Data supplied

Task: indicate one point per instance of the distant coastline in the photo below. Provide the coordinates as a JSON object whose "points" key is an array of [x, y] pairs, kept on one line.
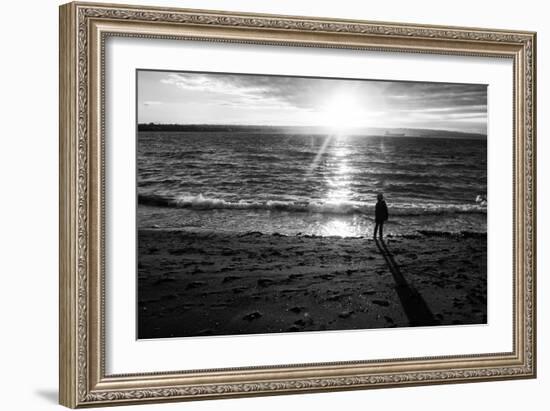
{"points": [[254, 128]]}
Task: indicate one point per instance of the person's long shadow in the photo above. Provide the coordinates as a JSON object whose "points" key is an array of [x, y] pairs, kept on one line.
{"points": [[416, 309]]}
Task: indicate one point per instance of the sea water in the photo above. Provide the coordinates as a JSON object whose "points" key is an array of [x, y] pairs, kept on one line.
{"points": [[309, 184]]}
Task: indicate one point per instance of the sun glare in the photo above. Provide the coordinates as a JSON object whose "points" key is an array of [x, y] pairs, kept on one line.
{"points": [[342, 113]]}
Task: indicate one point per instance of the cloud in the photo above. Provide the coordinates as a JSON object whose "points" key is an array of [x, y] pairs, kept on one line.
{"points": [[266, 99]]}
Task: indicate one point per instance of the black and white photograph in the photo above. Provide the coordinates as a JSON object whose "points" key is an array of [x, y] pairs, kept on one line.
{"points": [[281, 204]]}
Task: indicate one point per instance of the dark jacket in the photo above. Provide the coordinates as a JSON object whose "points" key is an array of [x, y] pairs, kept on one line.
{"points": [[381, 211]]}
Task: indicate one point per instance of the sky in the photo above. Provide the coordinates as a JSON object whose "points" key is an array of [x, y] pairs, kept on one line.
{"points": [[339, 104]]}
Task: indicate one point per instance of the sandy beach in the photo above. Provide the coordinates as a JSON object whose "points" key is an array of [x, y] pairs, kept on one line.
{"points": [[197, 283]]}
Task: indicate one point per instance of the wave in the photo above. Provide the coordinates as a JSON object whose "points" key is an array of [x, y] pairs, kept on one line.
{"points": [[200, 202]]}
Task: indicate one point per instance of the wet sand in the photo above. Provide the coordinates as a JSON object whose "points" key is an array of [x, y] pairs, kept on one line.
{"points": [[194, 284]]}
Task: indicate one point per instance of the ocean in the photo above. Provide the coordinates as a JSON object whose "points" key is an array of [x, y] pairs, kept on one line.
{"points": [[302, 184]]}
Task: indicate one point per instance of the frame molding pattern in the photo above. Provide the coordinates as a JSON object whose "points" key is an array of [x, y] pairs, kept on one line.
{"points": [[77, 389]]}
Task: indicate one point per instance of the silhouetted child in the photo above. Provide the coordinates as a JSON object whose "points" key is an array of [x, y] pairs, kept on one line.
{"points": [[380, 215]]}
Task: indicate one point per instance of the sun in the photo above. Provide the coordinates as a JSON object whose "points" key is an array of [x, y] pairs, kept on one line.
{"points": [[343, 112]]}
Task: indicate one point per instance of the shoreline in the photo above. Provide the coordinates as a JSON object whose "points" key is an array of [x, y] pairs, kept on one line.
{"points": [[193, 283]]}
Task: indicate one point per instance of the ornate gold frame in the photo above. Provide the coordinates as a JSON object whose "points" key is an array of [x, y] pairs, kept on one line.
{"points": [[83, 30]]}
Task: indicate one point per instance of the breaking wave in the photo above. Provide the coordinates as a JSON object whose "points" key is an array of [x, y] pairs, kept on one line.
{"points": [[199, 202]]}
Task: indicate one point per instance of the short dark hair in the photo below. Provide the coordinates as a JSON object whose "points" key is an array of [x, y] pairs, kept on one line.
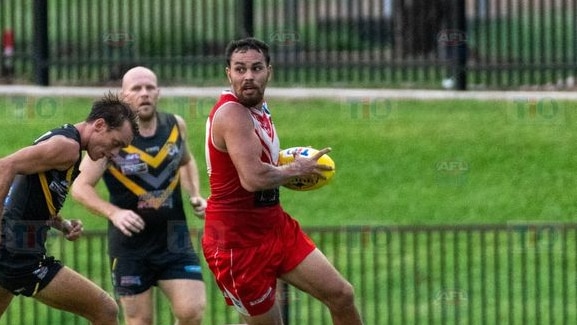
{"points": [[244, 44], [114, 111]]}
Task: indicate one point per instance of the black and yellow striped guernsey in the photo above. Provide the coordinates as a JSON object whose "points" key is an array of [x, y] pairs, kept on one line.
{"points": [[144, 178], [33, 199]]}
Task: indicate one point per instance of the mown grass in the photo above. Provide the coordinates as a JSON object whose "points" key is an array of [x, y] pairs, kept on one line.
{"points": [[399, 163]]}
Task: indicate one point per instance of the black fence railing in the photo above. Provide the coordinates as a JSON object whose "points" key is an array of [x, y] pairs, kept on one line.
{"points": [[473, 44], [513, 273]]}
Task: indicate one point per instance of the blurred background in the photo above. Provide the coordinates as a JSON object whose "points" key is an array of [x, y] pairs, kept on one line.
{"points": [[460, 44], [444, 210]]}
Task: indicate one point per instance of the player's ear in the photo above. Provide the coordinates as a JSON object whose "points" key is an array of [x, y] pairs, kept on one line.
{"points": [[227, 71], [269, 68], [100, 125]]}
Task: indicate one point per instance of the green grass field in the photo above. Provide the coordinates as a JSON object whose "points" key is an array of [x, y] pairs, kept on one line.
{"points": [[398, 163]]}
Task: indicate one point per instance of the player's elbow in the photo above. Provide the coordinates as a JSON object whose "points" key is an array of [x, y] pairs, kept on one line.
{"points": [[77, 192], [254, 185]]}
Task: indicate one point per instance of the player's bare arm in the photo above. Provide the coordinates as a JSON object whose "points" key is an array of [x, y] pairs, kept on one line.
{"points": [[84, 191], [57, 152], [233, 132]]}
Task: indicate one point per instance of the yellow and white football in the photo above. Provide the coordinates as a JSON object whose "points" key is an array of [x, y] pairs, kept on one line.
{"points": [[307, 182]]}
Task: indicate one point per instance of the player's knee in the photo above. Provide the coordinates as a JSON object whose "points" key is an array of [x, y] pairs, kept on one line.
{"points": [[193, 313], [342, 297], [107, 312]]}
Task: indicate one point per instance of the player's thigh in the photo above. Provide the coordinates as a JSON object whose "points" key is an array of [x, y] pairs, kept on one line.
{"points": [[72, 292], [5, 299], [138, 305], [317, 276], [184, 294], [272, 317]]}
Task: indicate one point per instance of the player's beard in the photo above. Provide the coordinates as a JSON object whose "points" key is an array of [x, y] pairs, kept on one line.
{"points": [[252, 100]]}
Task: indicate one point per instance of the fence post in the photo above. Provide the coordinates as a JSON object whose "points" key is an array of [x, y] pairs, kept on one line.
{"points": [[462, 47], [247, 28], [8, 54], [41, 53]]}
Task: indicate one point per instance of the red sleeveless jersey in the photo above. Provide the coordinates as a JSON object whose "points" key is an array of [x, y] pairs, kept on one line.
{"points": [[234, 216]]}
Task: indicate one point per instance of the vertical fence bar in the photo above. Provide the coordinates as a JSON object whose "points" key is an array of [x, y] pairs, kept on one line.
{"points": [[416, 278], [41, 49], [497, 272]]}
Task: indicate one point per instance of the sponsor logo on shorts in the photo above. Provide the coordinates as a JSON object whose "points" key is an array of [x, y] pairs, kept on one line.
{"points": [[41, 272], [236, 302], [192, 268], [129, 280], [262, 298]]}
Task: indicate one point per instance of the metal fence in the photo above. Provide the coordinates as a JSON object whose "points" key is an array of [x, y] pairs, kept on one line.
{"points": [[463, 44], [513, 273]]}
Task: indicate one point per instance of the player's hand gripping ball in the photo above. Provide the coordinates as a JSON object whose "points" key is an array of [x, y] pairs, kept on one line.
{"points": [[306, 182]]}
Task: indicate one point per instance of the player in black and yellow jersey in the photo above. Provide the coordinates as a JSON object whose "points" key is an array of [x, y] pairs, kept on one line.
{"points": [[148, 237], [34, 183]]}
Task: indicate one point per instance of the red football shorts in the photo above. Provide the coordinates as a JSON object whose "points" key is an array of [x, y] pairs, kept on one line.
{"points": [[247, 275]]}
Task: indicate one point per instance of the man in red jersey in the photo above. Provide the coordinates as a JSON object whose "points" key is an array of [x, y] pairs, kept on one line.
{"points": [[249, 240]]}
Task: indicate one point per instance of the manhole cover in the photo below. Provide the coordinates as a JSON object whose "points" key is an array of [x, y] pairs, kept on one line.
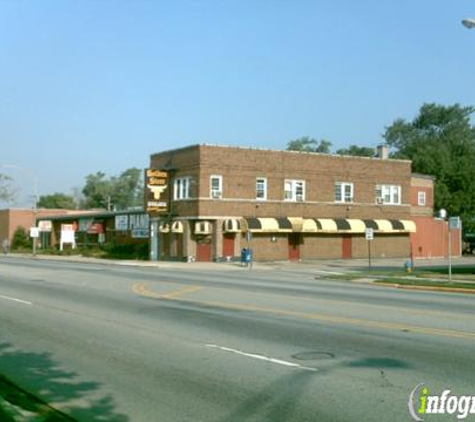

Assigned task
The records above need to be copied exactly, though not their pictures.

Response below
Task: indicate one point per instance of the distant coastline in the photo below. Provide the coordinates as a JSON object whose "points" key is an array of [x, y] pairs, kept on one line.
{"points": [[254, 128]]}
Task: indicate one point per instance of the person's long shadow in the photo above. Provide the coordinates as a JSON object whose "points" key is an array of [x, y] pairs, kept on one line.
{"points": [[416, 309]]}
Task: indicate one point per instance of the sea water in the photo above. Provide the coordinates as a JSON object whose "points" key is an array of [x, y] pairs, kept on one line.
{"points": [[309, 184]]}
Task: indicate one point per instance of the sun glare in the photo above. Provide the coordinates as a JSON object whose "points" key is an array of [x, y] pairs, kept on one line.
{"points": [[342, 113]]}
Task: indicate one point per instance of the cloud in the photo above. Provide the coordinates as a JSON object whose "points" key is an array of [x, y] pairs, kept on one line.
{"points": [[266, 99]]}
Task: indicate one point per instance of the black and white photograph in the photo above. Provide the coordinates as a JSON object whose "points" key is an array of [x, y] pairs, kept on one line.
{"points": [[281, 204]]}
Task: indicate one point per instance of the dark jacket in the photo above. Provide the coordinates as a JSON object whose "points" key is an array of [x, y] pairs, kept on one line.
{"points": [[381, 211]]}
Task: indicate one point per instance of the sky in the photo above. Provide the coordinates as a JSON object whose "points" key is an array of [x, y] pairs, kept on one line.
{"points": [[339, 104]]}
Task: indicate one point per instance of the sandy beach in the photo above. Provide the coordinates as a JSON object whose "points" key is an array of [x, y] pairs, kept on one line.
{"points": [[197, 283]]}
Task: indicate one point per instance of the wave in the photo above. Provide the coordinates as a JSON object whose "points" key is an array of [x, y] pairs, kept on one line.
{"points": [[200, 202]]}
Task: indicate one point per instance of the wet sand in the photo above. Provide the coordinates as a JSON object whose "points" key is an array of [x, y] pairs, kept on one line.
{"points": [[194, 284]]}
Task: indicate one point per instance of the ocean in the photo above. Provide the coordinates as a JSON object whose "points" key is an array of [x, y] pairs, kept on one line.
{"points": [[302, 184]]}
Task: indicate one point per instance of the frame molding pattern in the photo above. Provide the coordinates as a JSON object whose "points" key is an array of [x, y] pairs, kept on one line.
{"points": [[77, 389]]}
Task: indicate one point per instance of the silhouetted child in the photo above. Provide the coordinates as a JSON object whose "points" key is an array of [x, y] pairs, kept on one line.
{"points": [[380, 215]]}
Task: indicate one point per instance of the sun in the photo above. Provide the coordinates as a JSON object whose "points" key is an array of [x, y] pairs, kept on one line.
{"points": [[343, 112]]}
Task: indicate one point per instance of the shoreline in the photo above. Provide the coordinates as a JSON object whose "points" key is an array of [x, y] pairs, kept on one line.
{"points": [[193, 283]]}
Task: indicate one point per instance of the ornate gold frame in the photo above. Provide the coordinates as a JSON object whose "points" key is an array of [x, y] pairs, kept on one line.
{"points": [[83, 30]]}
Task: indicate one point per instance of the breaking wave in the photo above. Provide the coordinates as a JSON object whose "points" key is an array of [x, y] pairs, kept on one line.
{"points": [[199, 202]]}
Task: indicate one point per instance of the short dark hair in the photo below. Provide the coordinates as a JSON object whose "points" key is an array of [x, y] pairs, kept on one line.
{"points": [[244, 44], [114, 111]]}
Task: indicate one point per instance of the black and yellow striped guernsey in the photo above. Provide the coordinates as a JSON object whose "points" key is an array of [x, y] pairs, kept on one line.
{"points": [[144, 178], [33, 199]]}
Task: indicate one point per instance of the mown grass in the photo above. Provide the coordinates as a JSON object whose "points" key is an array of [x, y] pairs, kept on one line.
{"points": [[399, 163]]}
Task: indicate one point per instance of the black fence railing in the photo above. Provide the coordinates as a JSON object whose "points" key is an array of [x, y] pairs, kept on one line.
{"points": [[473, 44], [513, 273]]}
Task: indicate one point per instance of the blurred background in the photo above. Provide the coordinates as a JSON object whose "points" key is an array of [x, y] pairs, kept on one line.
{"points": [[460, 44], [444, 210]]}
Task: indicate one point per instance of the player's ear in the photo above. Provide the coordinates as a JSON object whose "points" key is an array of [x, y] pairs, kept on one line.
{"points": [[227, 71], [269, 68], [100, 125]]}
Task: indicate one point per instance of the green grass field in the photo above. Provide the coordinates as a JSON object whose "points" key is an array of [x, y] pairs, kept on one line.
{"points": [[398, 163]]}
Task: indicate one point per instance of the player's elbow in the photo above. Provide the coordinates as a JSON object whose "points" key is an array of [x, y] pairs, kept on one line.
{"points": [[77, 192], [254, 185]]}
Task: indicate one point per instance of the player's bare arm in the photo above. Provide the coordinates as a JSON object whose "points" key is an array of [x, y] pairs, kept on one line.
{"points": [[84, 191], [57, 152], [233, 132]]}
Task: indicate one point per instance of the yellow and white football in the photo above. Provide the coordinates as a JSON object whose "points" key is an array of [x, y] pairs, kept on one line.
{"points": [[307, 182]]}
Task: indicate one point per instance of the player's knee in the photo above. Provide the coordinates as a JSON object whose "points" key is an array of [x, y] pairs, kept on one line.
{"points": [[193, 313], [342, 297], [107, 312]]}
Task: indicate one point per instance of the player's thigh in the photo above. Provide the coordinates as a JSON object whose "points" key is an array of [x, y] pairs, kept on one line.
{"points": [[72, 292], [5, 299], [138, 305], [317, 276], [184, 294], [272, 317]]}
Task: indicate one point per instance of the player's beard in the photo above. Provide the coordinates as a JSON object whose "points" key is an array of [x, y] pairs, kept on one line.
{"points": [[252, 100]]}
Task: indicate one point per instance of the fence post in the photo above. Provide the coordinates as a JSON object whose "points" key is an array of [x, y] pairs, kept on one line.
{"points": [[462, 47], [247, 28], [8, 54], [41, 53]]}
Task: indicate one point per instance of the red sleeveless jersey in the photo above. Provide the coordinates as a JSON object whose "points" key is an array of [x, y] pairs, kept on one line.
{"points": [[234, 216]]}
Task: indicate one point per instance of the vertical fence bar in the photo above. Provide the coordinates as a JSON object whose "points" key is an array of [x, y] pairs, kept on one line.
{"points": [[416, 278], [41, 49], [497, 272]]}
Task: indicate one point per instance of the sponsor logo on shorts in the photo above. Provide the coordinates as a JSON object whose "points" key is an array of [x, y] pairs, kept on one line.
{"points": [[41, 272], [236, 302], [192, 268], [129, 280], [262, 298]]}
Task: indicate one point per instance of the metal fence in the photo above. Provide the coordinates as a JSON object whose "points" key is an array of [x, y] pairs, kept on one line.
{"points": [[463, 44], [513, 273]]}
Task: indicate one point per instance of the player's hand gripping ball in the photo above. Provide the coordinates as a JSON object whose "points" key is an array of [x, y] pairs, kept on one line.
{"points": [[306, 182]]}
Task: indicate one point per instance of the player in black and yellow jersey in the photo above. Provide the coordinates as a JSON object whose "points" key is an array of [x, y] pairs, kept on one line.
{"points": [[148, 237], [34, 183]]}
Task: indicate one point per instance of the red football shorts in the photo above. Provide the coordinates as a JSON object whose "points" key is an array of [x, y] pairs, kept on one line.
{"points": [[247, 275]]}
Task: indicate one point per instance of the man in red jersey in the photo above. Provide the coordinates as a JSON object whose "points" key is an array of [x, y] pairs, kept on one line.
{"points": [[249, 240]]}
Task: indicate one point per instance of the manhole cover in the photo below. Provide the coordinates as a JSON object whose "points" key is an array of [x, y] pairs, kept on one line.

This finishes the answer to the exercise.